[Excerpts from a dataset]
══════════

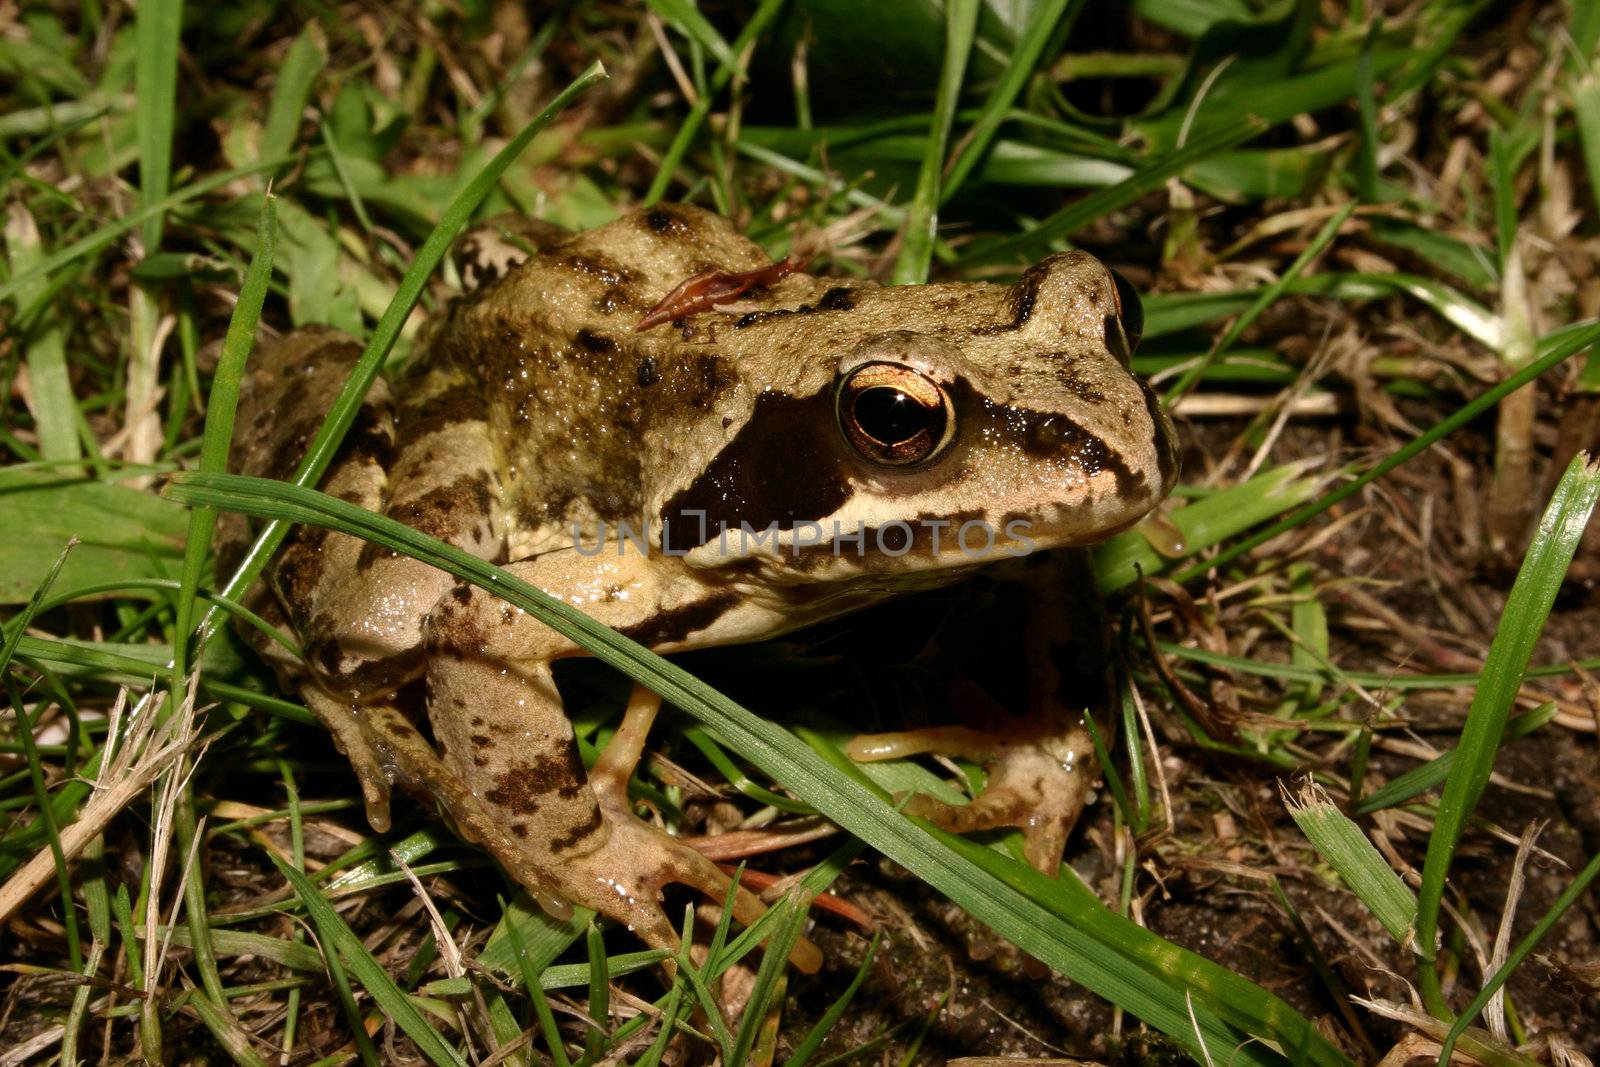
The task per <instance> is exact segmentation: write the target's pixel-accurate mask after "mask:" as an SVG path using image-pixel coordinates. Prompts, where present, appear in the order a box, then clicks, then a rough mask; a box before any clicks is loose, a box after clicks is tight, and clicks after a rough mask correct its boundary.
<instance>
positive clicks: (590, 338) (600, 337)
mask: <svg viewBox="0 0 1600 1067" xmlns="http://www.w3.org/2000/svg"><path fill="white" fill-rule="evenodd" d="M578 344H579V346H581V347H582V349H584V350H586V352H592V354H595V355H605V354H608V352H616V341H613V339H611V338H608V336H605V334H603V333H595V331H594V330H579V331H578Z"/></svg>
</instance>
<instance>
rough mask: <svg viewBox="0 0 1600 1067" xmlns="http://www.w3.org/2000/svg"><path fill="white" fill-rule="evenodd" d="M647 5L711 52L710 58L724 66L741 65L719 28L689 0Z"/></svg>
mask: <svg viewBox="0 0 1600 1067" xmlns="http://www.w3.org/2000/svg"><path fill="white" fill-rule="evenodd" d="M646 3H648V5H650V10H651V11H654V13H656V14H659V16H661V18H662V21H666V22H669V24H672V27H674V29H677V30H680V32H682V34H683V35H685V37H688V38H690V40H691V42H694V43H696V45H699V46H701V48H704V50H706V51H709V53H710V58H712V59H715V61H717V62H720V64H722V66H725V67H736V66H738V64H739V61H738V59H736V58H734V50H733V48H728V42H726V40H723V37H722V34H718V32H717V27H715V26H712V24H710V22H707V21H706V16H704V14H701V13H699V11H698V10H696V8H694V5H693V3H690V2H688V0H646Z"/></svg>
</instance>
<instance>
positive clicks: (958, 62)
mask: <svg viewBox="0 0 1600 1067" xmlns="http://www.w3.org/2000/svg"><path fill="white" fill-rule="evenodd" d="M976 27H978V0H946V5H944V66H942V67H941V69H939V94H938V98H936V99H934V104H933V122H931V125H930V128H928V136H926V138H925V142H923V155H922V170H918V171H917V190H915V194H912V198H910V211H909V213H907V216H906V243H904V245H901V254H899V258H896V261H894V272H893V274H891V278H890V280H891V282H893V283H894V285H922V283H923V282H926V280H928V264H930V262H931V261H933V238H934V234H936V230H938V226H939V200H941V197H939V179H941V178H942V174H944V146H946V144H947V142H949V138H950V122H952V120H954V118H955V106H957V104H958V102H960V99H962V80H963V78H965V77H966V58H968V56H970V54H971V51H973V32H974V30H976Z"/></svg>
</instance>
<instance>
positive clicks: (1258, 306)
mask: <svg viewBox="0 0 1600 1067" xmlns="http://www.w3.org/2000/svg"><path fill="white" fill-rule="evenodd" d="M1352 211H1355V203H1354V202H1347V203H1344V206H1341V208H1339V210H1338V211H1334V213H1333V214H1331V216H1330V218H1328V221H1326V222H1323V224H1322V229H1320V230H1317V235H1315V237H1312V238H1310V243H1307V245H1306V248H1302V250H1301V254H1298V256H1294V262H1291V264H1290V266H1288V269H1286V270H1285V272H1283V274H1282V275H1278V277H1277V280H1275V282H1272V285H1267V286H1264V288H1262V290H1261V293H1259V294H1258V296H1256V299H1254V301H1251V302H1250V307H1246V309H1245V310H1243V314H1240V315H1238V318H1235V320H1234V325H1230V326H1229V328H1227V333H1224V334H1222V336H1221V338H1218V341H1216V344H1213V346H1211V350H1210V352H1206V354H1205V357H1203V358H1202V360H1198V362H1197V363H1195V365H1194V366H1190V368H1189V370H1187V371H1184V374H1182V378H1179V379H1178V382H1176V384H1174V386H1173V387H1171V389H1168V390H1166V397H1163V402H1165V405H1166V406H1168V408H1171V406H1173V405H1176V403H1178V402H1179V400H1181V398H1182V397H1184V395H1186V394H1187V392H1189V390H1190V389H1194V387H1195V386H1197V384H1198V382H1200V379H1202V378H1205V373H1206V371H1208V370H1210V368H1211V363H1214V362H1216V358H1218V357H1219V355H1222V354H1224V352H1227V350H1229V349H1230V347H1234V342H1235V341H1238V339H1240V338H1243V336H1245V331H1246V330H1250V326H1251V325H1253V323H1254V322H1256V318H1259V317H1261V312H1264V310H1267V309H1269V307H1272V306H1274V304H1277V302H1278V298H1282V296H1283V290H1286V288H1288V286H1290V285H1293V283H1294V278H1298V277H1299V275H1301V272H1304V270H1306V267H1309V266H1310V262H1312V261H1314V259H1315V258H1317V256H1320V254H1322V251H1323V250H1325V248H1326V246H1328V245H1330V243H1331V242H1333V238H1334V237H1336V235H1338V232H1339V227H1341V226H1344V221H1346V219H1349V218H1350V213H1352Z"/></svg>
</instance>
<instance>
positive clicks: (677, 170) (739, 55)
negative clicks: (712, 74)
mask: <svg viewBox="0 0 1600 1067" xmlns="http://www.w3.org/2000/svg"><path fill="white" fill-rule="evenodd" d="M782 6H784V0H762V6H758V8H757V10H755V14H752V16H750V21H749V22H746V24H744V29H742V30H739V37H738V40H734V42H733V48H731V50H730V54H728V62H720V64H717V72H715V74H714V75H712V80H710V88H709V90H707V91H706V93H702V94H701V98H699V99H698V101H694V107H691V109H690V114H688V115H685V117H683V122H682V123H678V131H677V134H674V138H672V144H669V146H667V152H666V155H662V157H661V165H659V166H658V168H656V176H654V178H653V179H651V182H650V190H648V192H645V198H643V203H645V205H651V203H658V202H659V200H661V198H662V197H664V195H667V187H669V186H672V179H674V178H675V176H677V173H678V165H680V163H682V162H683V155H685V154H686V152H688V150H690V144H693V142H694V138H696V136H698V134H699V130H701V126H702V125H704V123H706V117H707V115H709V114H710V107H712V104H714V102H715V98H717V96H718V94H722V91H723V90H725V88H728V82H731V80H733V74H734V70H736V69H738V58H739V56H741V54H744V50H746V48H749V46H750V45H752V43H755V38H757V37H760V35H762V32H765V30H766V26H768V24H770V22H771V21H773V19H774V18H778V13H779V11H781V10H782Z"/></svg>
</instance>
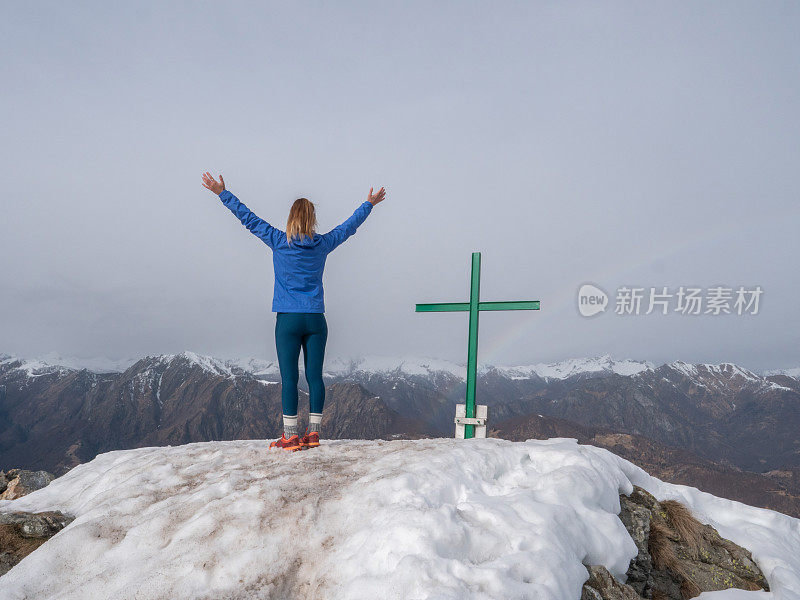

══════════

Rewrite the rows above as a numbered list, from the start of the rows through the line containing "positive clicks: (590, 338) (600, 337)", with both ends included and no blank lines. Leave the pictures out of the answer.

1. The task per <instance> is exact segmentation: write the target's pixel-accurate mask after "mask:" as an SVG path using image-pixel coordinates. Prompts, where present, appear in the order a box, then clicks, then a rough mask; a box before any clicks is loose, a box after clicks is tight, and clicks after a rough mask correct its boundary.
2. <instance>
3. positive clicks: (590, 338) (600, 337)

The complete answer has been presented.